[Dataset items]
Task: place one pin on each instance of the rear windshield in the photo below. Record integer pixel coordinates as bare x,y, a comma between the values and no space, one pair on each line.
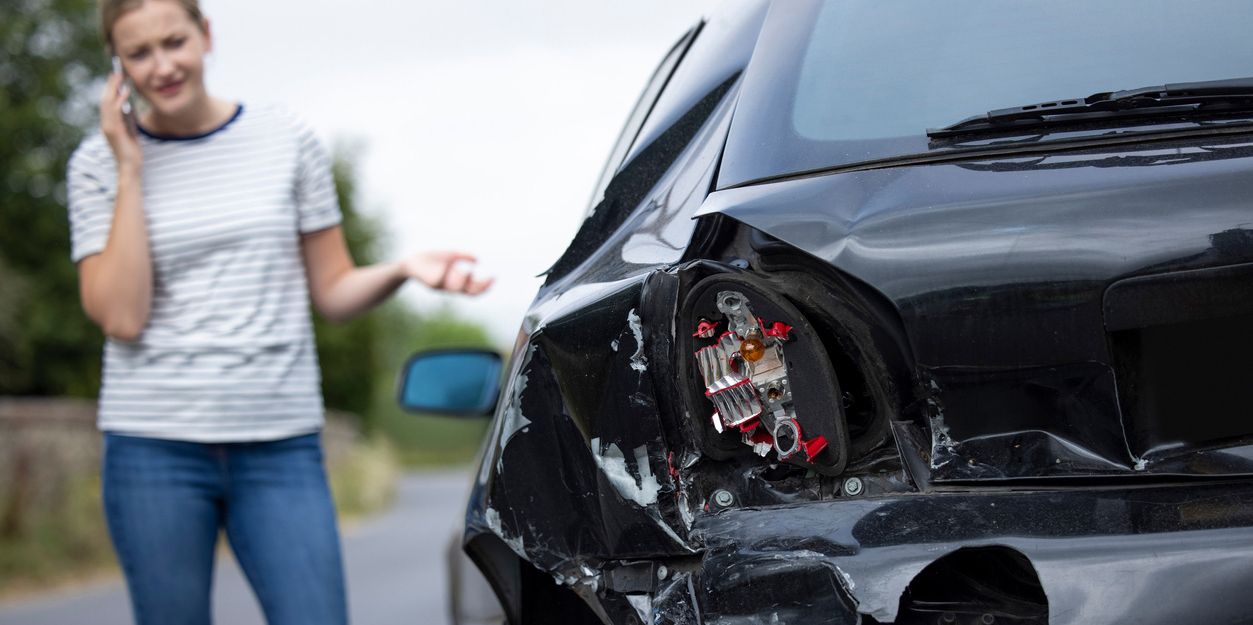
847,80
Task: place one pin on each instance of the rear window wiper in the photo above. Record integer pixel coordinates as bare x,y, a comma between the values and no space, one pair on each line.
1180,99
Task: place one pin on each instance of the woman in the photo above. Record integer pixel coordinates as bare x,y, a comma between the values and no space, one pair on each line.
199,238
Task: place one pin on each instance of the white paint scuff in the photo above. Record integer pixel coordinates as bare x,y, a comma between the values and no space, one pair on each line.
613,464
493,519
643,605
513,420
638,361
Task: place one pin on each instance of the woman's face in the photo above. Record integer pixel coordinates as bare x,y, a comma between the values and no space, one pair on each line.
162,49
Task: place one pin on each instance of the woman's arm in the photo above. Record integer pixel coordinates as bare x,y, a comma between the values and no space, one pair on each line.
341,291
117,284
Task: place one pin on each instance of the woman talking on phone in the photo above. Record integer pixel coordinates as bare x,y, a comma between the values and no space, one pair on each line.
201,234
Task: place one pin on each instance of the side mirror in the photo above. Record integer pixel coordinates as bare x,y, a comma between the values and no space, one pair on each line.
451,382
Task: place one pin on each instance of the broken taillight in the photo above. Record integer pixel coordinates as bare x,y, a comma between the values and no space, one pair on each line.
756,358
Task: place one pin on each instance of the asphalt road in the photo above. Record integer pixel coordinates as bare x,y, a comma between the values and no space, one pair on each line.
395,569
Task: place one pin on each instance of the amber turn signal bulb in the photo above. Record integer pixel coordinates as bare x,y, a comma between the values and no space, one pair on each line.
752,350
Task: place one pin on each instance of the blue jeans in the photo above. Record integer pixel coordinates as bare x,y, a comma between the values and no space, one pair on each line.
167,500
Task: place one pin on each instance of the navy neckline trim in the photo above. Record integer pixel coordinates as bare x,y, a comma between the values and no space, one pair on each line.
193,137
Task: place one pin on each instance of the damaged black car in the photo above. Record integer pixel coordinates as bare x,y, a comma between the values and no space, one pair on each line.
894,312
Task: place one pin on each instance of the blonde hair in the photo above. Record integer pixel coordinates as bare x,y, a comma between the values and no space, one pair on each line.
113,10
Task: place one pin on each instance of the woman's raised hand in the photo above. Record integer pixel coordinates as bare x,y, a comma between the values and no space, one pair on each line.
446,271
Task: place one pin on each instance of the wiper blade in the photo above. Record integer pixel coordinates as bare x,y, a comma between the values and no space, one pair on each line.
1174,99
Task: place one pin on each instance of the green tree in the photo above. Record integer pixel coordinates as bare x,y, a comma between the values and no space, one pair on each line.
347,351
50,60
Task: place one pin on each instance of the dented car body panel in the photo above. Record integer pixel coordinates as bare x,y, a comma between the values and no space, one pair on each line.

## What this task involves
Leave out the pictures, and give all the records again exactly.

## Result for this task
Task: place one pin on each instance of the rear windshield in the photo below. Record integer pixel coordinates as bare x,y, a comma between the values and no space, one pair on each line.
847,80
Task: place one pin on each instance of the rear window wiper in the photo above. Record integer pixel coordinates as bare x,y, a comma between the values and no space, one pair on each line.
1180,99
Task: place one pin on each instance of the woman in the photo above. Record integer pixel coordinates as bare x,y, a comma between the values and no space, one pair on each line.
199,238
Task: place one pin on each instance of the white paint scuff in the photo above. Record integer pixel coordinates as bare x,y, a comma between the values and no space, one pair on each line.
613,464
493,519
643,605
513,420
638,361
Task: place one pin on each instance of the woman's face in the photo above. Record integer pixel coordinates as bare x,y, a comma between the values and no space, one pair on each line.
162,49
Task: place one pin on each instance of the woman's arm in the photo above. Record integer pixel coordinates as bare x,y, a comma between the values and no space, one pair on each line.
341,291
117,284
Task: place one pin on each instance of the woman talking on phone in the photo above. Record integer pixel coordinates as bare x,y, a comma between the values and no space, one pair on each line.
201,234
Task: place one pin on each instance of the side mirror in the photo above. Record integer pixel coordinates as bare x,y, a comma between the values and no space, one pair on each line.
451,382
Task: place one pin on each instance of the broken taillight in the photo above. Record integer pixel coordinates as bare x,y, a comma between the values and no space, one pair on each line.
756,358
Task: place one pin on each instance of the asphalt road in the photo above. Record integer pixel coordinates as bare x,y, a comma between the values and no space, one pair on each line.
395,569
Task: place one pin on each instance of the amber turn signal bulb in the photo above. Record integer pixel coordinates as bare x,y, a comma between the values and no space, one pair on each line.
752,350
Task: place one pin on each instance of the blue jeans in the photo above. Record integer pixel coordinates as bare x,y, a comma between the values and no space, one pair on each line.
167,500
Task: place one pin on each instance of the navy neckline trim in the photo above. Record integer pixel coordinates as bare x,y, a comma between the values and no space, one pair on each line.
193,137
Task: place one pin on each instance of the damaged black car in the photo above. Record integer pixel coordinates as bare x,y, a comma between the values and no space, one pair on each line.
894,312
Task: place one pin on each instance of the blonde hair in the photo above. Record integer pixel coordinates as bare x,y, a comma between the values and no space, one pair on each line.
113,10
Task: place one pin on each instance of the woman's raised hand in the photo above. Record integer pixel coordinates as bare x,y, a comma between the values and no space, one pair on each line.
446,271
Task: place one pin on each instance of the wiper blade in the photo above. Record integer pixel coordinates as bare x,y, a comma between the values and no space, one pair on each line.
1174,99
Task: place one pin on each instance of the green tree in the photo above. Record integer pixel coordinates as bare x,y, a comma between the values and no space, one pair on each line.
347,351
50,60
Task: place one pin on each instance of the dented car body panel in the photo above. Record integer pixel coordinates as bare x,y, a comma between the values and no space, one pair on each line.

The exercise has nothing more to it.